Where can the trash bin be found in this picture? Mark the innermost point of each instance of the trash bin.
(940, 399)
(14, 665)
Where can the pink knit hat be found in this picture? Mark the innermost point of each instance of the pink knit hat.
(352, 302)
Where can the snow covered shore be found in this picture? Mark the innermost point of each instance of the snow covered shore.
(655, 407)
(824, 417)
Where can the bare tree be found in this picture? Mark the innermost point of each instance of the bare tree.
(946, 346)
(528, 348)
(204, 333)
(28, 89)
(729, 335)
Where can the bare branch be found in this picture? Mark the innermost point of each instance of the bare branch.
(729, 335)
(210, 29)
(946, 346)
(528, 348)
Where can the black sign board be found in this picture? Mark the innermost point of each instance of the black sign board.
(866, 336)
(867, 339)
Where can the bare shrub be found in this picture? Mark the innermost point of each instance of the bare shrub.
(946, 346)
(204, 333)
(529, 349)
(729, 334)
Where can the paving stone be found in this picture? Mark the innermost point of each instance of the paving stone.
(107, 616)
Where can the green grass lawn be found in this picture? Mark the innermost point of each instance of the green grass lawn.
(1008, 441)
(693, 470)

=-=-=

▶ [Request]
Replace "bare shrub" with "leafless bush" in the part of the entries that opens with the line containing "Where can the black" and continues through the end of the entries, keeping everything else in those lines the same.

▶ [The response]
Where can the black sign board be found in this picture? Mark the innermost point of each instance of the black sign board.
(866, 336)
(867, 339)
Where can the leafless bush be found in this picture? Mark the innermost point of each instance of the leafless bush.
(946, 346)
(204, 333)
(529, 349)
(729, 334)
Where can the paving stone be found in this picture? Mark the innermost point of each instance of the paving stone.
(107, 616)
Where can the green grass lawn be found in this picture? Mark the innermost point of each instance of the green grass lawn.
(1008, 441)
(693, 470)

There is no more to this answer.